> EXERCISE OBJECTIVE
Each line that follows should be printed again exactly as it stands.

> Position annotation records
--*--
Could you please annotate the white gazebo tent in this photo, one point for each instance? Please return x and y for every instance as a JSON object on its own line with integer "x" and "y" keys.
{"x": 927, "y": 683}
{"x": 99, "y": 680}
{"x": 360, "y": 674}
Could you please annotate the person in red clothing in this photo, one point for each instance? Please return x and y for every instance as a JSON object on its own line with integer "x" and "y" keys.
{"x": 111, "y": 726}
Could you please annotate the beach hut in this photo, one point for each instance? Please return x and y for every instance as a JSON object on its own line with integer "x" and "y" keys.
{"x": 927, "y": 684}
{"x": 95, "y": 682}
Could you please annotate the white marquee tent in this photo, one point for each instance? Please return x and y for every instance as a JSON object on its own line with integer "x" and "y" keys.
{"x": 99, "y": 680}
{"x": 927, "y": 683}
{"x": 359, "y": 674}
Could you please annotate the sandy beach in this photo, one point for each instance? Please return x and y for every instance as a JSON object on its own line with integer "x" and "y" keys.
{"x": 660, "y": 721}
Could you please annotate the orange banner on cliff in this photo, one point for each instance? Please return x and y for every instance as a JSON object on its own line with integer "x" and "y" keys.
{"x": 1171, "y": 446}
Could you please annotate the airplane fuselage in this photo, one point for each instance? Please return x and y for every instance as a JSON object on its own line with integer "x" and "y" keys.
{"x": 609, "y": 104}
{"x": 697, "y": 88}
--*--
> WRITTEN SOLUTION
Could you please annotate the white gazebo tent in this photo, one point for each instance? Please return x and y for every instance as a JSON object on its own line with integer "x" and "y" keys.
{"x": 927, "y": 683}
{"x": 99, "y": 680}
{"x": 360, "y": 674}
Could you please annotate the person in red clothing in this photo, one point for each instance? Please return x and y for every instance as a JSON object on its own line with integer "x" and "y" keys.
{"x": 111, "y": 726}
Could you please annotate the beach hut in this photo, one point for each instance? Please return x and y for every instance as a JSON object on its own line with integer "x" and "y" keys.
{"x": 927, "y": 684}
{"x": 95, "y": 682}
Could you please annotate the white marquee tent in this photo, one point for each instance? Please return x and y for every instance as a JSON object on its own line with integer "x" and "y" keys.
{"x": 99, "y": 680}
{"x": 927, "y": 683}
{"x": 359, "y": 674}
Could you please annotate the sandy beach in this photo, one point for each instance? Please return x and y for every instance as a JSON object on its own line with integer "x" and "y" keys.
{"x": 660, "y": 721}
Could you please annotate the orange banner on cliff in this photo, one point for each instance? Please return x and y for every instance as a JSON object on its own line with integer "x" and "y" keys.
{"x": 1171, "y": 446}
Could you please annotate the airplane fuselage in this photo, one point for each instance? Please return x and y for every instance as a JSON object on its own line with integer "x" and "y" keys.
{"x": 609, "y": 104}
{"x": 697, "y": 88}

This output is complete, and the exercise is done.